Records for processing:
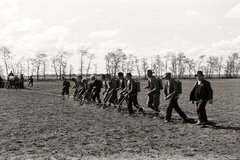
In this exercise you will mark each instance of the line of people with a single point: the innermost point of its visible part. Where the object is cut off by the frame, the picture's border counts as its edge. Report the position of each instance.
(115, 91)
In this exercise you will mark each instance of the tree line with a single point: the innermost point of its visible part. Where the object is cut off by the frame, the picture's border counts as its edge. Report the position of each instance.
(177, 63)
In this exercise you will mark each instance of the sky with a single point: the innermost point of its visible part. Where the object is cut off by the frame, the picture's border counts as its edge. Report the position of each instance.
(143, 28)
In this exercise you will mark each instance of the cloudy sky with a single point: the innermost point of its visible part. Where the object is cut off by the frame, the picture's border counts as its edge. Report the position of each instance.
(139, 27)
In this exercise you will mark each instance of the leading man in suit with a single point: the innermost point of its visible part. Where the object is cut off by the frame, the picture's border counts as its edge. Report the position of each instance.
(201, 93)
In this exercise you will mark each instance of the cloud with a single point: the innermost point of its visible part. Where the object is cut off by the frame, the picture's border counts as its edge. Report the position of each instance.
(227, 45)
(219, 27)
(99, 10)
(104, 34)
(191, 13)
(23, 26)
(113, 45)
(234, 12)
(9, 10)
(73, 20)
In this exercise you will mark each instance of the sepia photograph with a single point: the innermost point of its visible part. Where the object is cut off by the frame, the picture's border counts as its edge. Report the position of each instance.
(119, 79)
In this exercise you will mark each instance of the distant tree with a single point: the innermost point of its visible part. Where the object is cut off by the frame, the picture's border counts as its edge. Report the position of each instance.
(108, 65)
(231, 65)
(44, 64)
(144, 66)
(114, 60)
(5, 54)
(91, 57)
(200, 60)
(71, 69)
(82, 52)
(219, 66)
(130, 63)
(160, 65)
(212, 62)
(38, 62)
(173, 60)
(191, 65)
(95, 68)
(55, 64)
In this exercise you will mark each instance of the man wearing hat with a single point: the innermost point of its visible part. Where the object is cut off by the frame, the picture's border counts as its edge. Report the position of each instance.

==

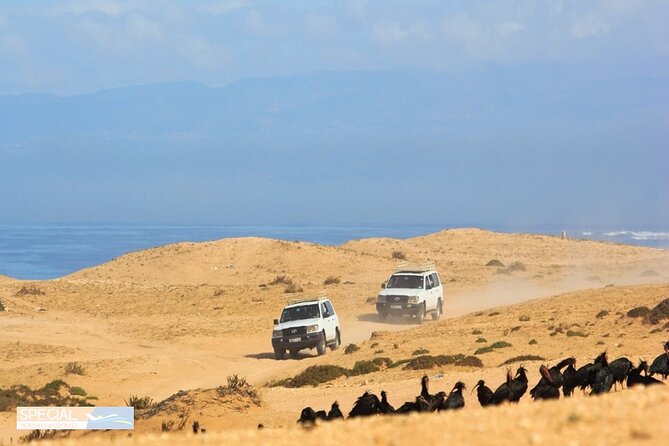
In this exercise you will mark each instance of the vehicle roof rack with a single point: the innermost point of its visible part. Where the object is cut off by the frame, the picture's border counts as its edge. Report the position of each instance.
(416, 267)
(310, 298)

Work request:
Copy out only the lines of the records above from the one with "In this exercise you will mark each instance of the distant" through the one with "In this exercise you will mark each instance of the man", exactly as they stand, both included.

Task response:
In this exercise you will mark each instance of the distant tree with a single point: the innermost point of its visible part. Where the object is cut off by the frame, the picture's border counts as its edge. Report the position of each instance.
(108, 65)
(231, 65)
(44, 64)
(144, 66)
(114, 60)
(5, 54)
(91, 57)
(200, 60)
(71, 69)
(82, 52)
(219, 66)
(130, 63)
(160, 65)
(212, 62)
(38, 62)
(173, 60)
(191, 65)
(95, 68)
(55, 64)
In this exercise you will mark each instance of the man wearing hat with a single point: the innermost point of its visible part. Where the object is cut off by the frame, the picture's border counts as its edge. Report the position of each instance.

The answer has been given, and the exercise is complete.